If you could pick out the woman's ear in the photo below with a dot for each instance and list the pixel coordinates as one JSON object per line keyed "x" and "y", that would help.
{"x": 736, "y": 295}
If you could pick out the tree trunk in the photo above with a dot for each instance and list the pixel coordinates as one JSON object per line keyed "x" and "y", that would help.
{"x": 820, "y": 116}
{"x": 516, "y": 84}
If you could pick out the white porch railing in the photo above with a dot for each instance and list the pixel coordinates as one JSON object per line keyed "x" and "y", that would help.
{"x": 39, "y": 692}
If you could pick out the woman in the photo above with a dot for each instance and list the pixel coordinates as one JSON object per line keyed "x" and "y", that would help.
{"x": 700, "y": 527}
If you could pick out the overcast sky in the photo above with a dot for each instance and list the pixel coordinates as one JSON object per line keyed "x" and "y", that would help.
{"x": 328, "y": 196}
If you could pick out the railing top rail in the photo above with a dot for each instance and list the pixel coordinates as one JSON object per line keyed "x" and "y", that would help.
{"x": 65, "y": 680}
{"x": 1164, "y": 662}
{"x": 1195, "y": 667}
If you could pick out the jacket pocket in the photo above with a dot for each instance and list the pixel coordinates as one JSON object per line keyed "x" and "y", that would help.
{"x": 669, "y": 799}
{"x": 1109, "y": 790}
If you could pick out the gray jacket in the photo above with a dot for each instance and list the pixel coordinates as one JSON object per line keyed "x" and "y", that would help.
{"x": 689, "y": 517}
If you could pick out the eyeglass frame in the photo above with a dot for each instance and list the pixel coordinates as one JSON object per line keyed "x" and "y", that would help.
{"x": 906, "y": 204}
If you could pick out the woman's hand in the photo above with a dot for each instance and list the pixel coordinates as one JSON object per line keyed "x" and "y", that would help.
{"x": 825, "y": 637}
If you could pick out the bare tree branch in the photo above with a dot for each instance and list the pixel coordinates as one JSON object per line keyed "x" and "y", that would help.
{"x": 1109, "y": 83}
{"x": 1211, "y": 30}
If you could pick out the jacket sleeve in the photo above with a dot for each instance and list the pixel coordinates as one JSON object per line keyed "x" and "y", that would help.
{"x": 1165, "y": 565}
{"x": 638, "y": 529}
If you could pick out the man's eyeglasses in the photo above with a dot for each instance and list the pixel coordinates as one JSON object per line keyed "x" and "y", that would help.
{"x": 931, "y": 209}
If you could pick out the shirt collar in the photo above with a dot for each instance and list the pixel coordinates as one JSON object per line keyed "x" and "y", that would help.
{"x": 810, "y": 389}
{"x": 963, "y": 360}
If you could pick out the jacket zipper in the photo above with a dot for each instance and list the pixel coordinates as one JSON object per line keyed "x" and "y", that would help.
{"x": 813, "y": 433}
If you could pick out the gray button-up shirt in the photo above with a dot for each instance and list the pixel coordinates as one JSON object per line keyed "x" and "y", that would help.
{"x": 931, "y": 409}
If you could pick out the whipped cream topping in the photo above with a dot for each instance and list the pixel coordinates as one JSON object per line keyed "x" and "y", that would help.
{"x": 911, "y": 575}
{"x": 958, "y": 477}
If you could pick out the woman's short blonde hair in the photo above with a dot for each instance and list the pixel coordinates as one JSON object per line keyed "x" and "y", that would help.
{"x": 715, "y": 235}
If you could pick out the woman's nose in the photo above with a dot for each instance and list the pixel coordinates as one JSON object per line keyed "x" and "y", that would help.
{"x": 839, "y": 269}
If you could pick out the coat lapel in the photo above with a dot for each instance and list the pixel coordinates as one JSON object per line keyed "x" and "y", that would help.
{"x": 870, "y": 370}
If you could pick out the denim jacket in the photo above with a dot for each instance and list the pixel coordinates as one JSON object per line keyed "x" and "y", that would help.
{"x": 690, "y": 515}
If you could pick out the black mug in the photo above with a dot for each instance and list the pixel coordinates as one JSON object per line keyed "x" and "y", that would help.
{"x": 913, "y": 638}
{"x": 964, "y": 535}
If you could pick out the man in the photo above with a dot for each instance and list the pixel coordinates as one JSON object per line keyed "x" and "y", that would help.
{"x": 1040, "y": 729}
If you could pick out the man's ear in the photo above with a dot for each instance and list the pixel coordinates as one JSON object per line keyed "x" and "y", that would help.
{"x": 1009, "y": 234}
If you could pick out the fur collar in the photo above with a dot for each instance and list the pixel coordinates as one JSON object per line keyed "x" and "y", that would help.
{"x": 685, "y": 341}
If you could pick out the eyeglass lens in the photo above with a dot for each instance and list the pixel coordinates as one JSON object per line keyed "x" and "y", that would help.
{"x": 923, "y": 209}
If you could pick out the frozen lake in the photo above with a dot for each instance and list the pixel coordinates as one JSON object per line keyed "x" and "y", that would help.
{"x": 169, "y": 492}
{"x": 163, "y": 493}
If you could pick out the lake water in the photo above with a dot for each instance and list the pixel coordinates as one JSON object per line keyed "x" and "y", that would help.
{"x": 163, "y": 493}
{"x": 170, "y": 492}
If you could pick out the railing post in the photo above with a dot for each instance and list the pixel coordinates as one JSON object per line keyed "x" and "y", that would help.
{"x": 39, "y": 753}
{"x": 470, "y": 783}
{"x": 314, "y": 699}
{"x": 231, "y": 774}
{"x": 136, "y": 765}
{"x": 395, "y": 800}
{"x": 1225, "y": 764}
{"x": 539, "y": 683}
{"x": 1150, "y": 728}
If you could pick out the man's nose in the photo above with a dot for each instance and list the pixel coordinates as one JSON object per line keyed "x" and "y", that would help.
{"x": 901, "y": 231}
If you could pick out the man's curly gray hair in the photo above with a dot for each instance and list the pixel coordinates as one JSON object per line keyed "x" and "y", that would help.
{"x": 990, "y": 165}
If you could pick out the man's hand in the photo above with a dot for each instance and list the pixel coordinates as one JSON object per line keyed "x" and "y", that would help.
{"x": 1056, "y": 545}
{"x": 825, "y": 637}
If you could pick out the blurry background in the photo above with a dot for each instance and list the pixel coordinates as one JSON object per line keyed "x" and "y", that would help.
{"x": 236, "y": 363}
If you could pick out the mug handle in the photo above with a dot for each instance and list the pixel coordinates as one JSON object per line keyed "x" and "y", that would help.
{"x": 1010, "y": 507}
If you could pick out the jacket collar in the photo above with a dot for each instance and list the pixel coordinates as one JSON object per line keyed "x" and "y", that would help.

● Exercise directions
Write out every record verbatim.

● Reply to the exercise
If you could pick out the woman's ear in the photo below with a dot for each instance and list the pixel coordinates as one JSON object per line keyed "x" and "y", that would help.
{"x": 736, "y": 295}
If you could pick out the tree trunk in the photo above with a dot for each instance and list the pixel coordinates as one JSON object per line keyed "x" and "y", that would help.
{"x": 820, "y": 116}
{"x": 516, "y": 84}
If you could pick out the white porch railing in the photo above with a dot for each instance and list the pixel coordinates as one JSON object per line keyed "x" and "y", that would help.
{"x": 39, "y": 692}
If you could pick out the woman in the photo above with a dot for each instance and list the pixel coordinates as one JSON object per line keyed "x" and "y", that would help.
{"x": 700, "y": 527}
If you could pick out the overcast sky in the photo above with a dot for each instance and list the pixel coordinates as one JSON object per line keyed "x" and "y", that would help.
{"x": 328, "y": 196}
If you could pick out the railing top rail in the photo above with a dot for each instance and list the pixel coordinates as one JSON object per line keyed "x" and "y", that would help.
{"x": 65, "y": 680}
{"x": 1164, "y": 662}
{"x": 1195, "y": 667}
If you could pick out the jacket pocket in the photo above with a dot for each instance and list the pixel coordinates as one JSON object per line keyed "x" and "y", that would help.
{"x": 669, "y": 799}
{"x": 1109, "y": 790}
If you could pick out the gray jacket in the photo above with a dot for each instance and list the pixel coordinates as one JSON object per line keyed "x" and "y", that would help.
{"x": 689, "y": 517}
If you could pick out the eyeglass frame in the photo above with a dot for each instance and list the pixel coordinates as one JSON object per line keyed "x" and "y", that would help.
{"x": 906, "y": 204}
If you could pick out the woman's hand in the photo above with a dot for each instance and list the pixel coordinates as one JSON object per line keyed "x" and "y", that would help.
{"x": 825, "y": 637}
If you could pick out the bare tree branch in the photo above with a dot for each instance and list the pixel coordinates as one JSON object per line keyed "x" and "y", that would help.
{"x": 1109, "y": 83}
{"x": 1211, "y": 30}
If you could pick out the jacket sleeve in the photo above with a dot for each instance and list the pixel coordinates as one JSON object per line keyed "x" and "y", that would help.
{"x": 1165, "y": 565}
{"x": 638, "y": 529}
If you could pick out the man's eyeglasses in the photo above with a dot for each instance and list the pixel coordinates as one JSON object per line keyed "x" and "y", that would help.
{"x": 931, "y": 209}
If you could pick out the shirt collar in the photo above with a dot for each instance and list the pixel coordinates as one JSON object per line keyed "x" and "y", that would help.
{"x": 810, "y": 389}
{"x": 963, "y": 360}
If you could pick out the jacket zipper in the photo above with a dot for each instance and list the pixel coordinates as one JSON object per line keyed "x" and "y", that would help.
{"x": 813, "y": 433}
If you could pick out the gray button-up shirt in the photo above with a dot for each instance and list the pixel coordinates as one JSON object per line keyed "x" and "y", that would help.
{"x": 931, "y": 409}
If you could pick out the whipped cream topping in the photo above with a dot for each instance and list the pixel coordinates as one JSON object per line keyed "x" and "y", that would help.
{"x": 911, "y": 575}
{"x": 958, "y": 477}
If you could pick out the woman's short blonde hair in the photo above with a dot for each instance and list the pixel coordinates as one JSON object per line keyed "x" and "y", that would help.
{"x": 715, "y": 235}
If you could pick out the woman's nose in the photo above with a dot for each instance and list the pixel coordinates as one JSON object per line keyed "x" and "y", that would help.
{"x": 839, "y": 269}
If you could pick out the coat lapel in the photo above with a dot for each instance and list the pixel coordinates as one JSON object per line keyed "x" and "y", that would help.
{"x": 870, "y": 370}
If you could pick out the denim jacket in the photo above with a dot for each instance and list the pixel coordinates as one JSON object per line keyed "x" and "y", that would help.
{"x": 690, "y": 515}
If you could pick out the black mug in the photo above with a dot for each instance and list the pixel coordinates as one JSON object per line keyed "x" and "y", that would help.
{"x": 913, "y": 638}
{"x": 964, "y": 535}
If you could pick out the man in the photo above with a dot for each instance and list the pixel coordinates as one JSON object per line keyed "x" and "y", that would help.
{"x": 1040, "y": 729}
If you could pick out the man's ear in the photo above with a dot for each instance and list the pixel coordinates as one JSON object per line keyed "x" and "y", that would help.
{"x": 1009, "y": 234}
If you could pick out the fur collar in the photo above with a dot for each instance and list the pixel coordinates as one JSON object per line keyed "x" and "y", that would help.
{"x": 685, "y": 341}
If you could pick out the eyeglass lens in the photo above with a dot for each instance and list the pixel coordinates as one JSON object per line keyed "x" and "y", that would help.
{"x": 923, "y": 209}
If you could pick out the frozen lake in the photo above with a dot for each instance and list the pixel coordinates as one JSON object per line keyed "x" and "y", that would help.
{"x": 169, "y": 492}
{"x": 163, "y": 493}
If you could pick out the lake water in the photo above with a dot for each instance and list the pixel coordinates as one JSON object per line keyed "x" and "y", that would help.
{"x": 163, "y": 493}
{"x": 170, "y": 492}
If you could pick out the railing post in the photo above with a dot for each instance and list the pixel coordinates as one JSON object per line keyed "x" and "y", that would help.
{"x": 39, "y": 753}
{"x": 470, "y": 783}
{"x": 314, "y": 699}
{"x": 231, "y": 774}
{"x": 136, "y": 765}
{"x": 395, "y": 800}
{"x": 1225, "y": 764}
{"x": 539, "y": 683}
{"x": 1150, "y": 728}
If you could pick out the man's nose in the photo above with a dot for each instance and list the pixel coordinates as one JSON object per line keyed "x" and "y", that would help.
{"x": 901, "y": 231}
If you could pick out the man's curly gray hair in the photo above with a dot for each instance and list the pixel coordinates as one JSON object per line keyed "x" and "y", that would help.
{"x": 990, "y": 165}
If you could pick out the man's hand in the photo above with a dot for each instance and list the pixel coordinates as one JSON object per line keyed "x" and "y", that would help.
{"x": 1056, "y": 545}
{"x": 825, "y": 637}
If you could pick out the blurry background in the photo above with a dot for each instance and list the pixel coordinates as one JSON object per line keyed "x" and "y", that would help.
{"x": 236, "y": 363}
If you could pick out the mug handle in the photo above with a dot for each instance and list the pixel coordinates as one JSON object per line keyed "x" and "y", that would help.
{"x": 1010, "y": 507}
If you could pick out the jacket collar in the photo above with a dot for each instance and list the pixel coordinates as one JSON object per line keyed "x" and "y", that would help.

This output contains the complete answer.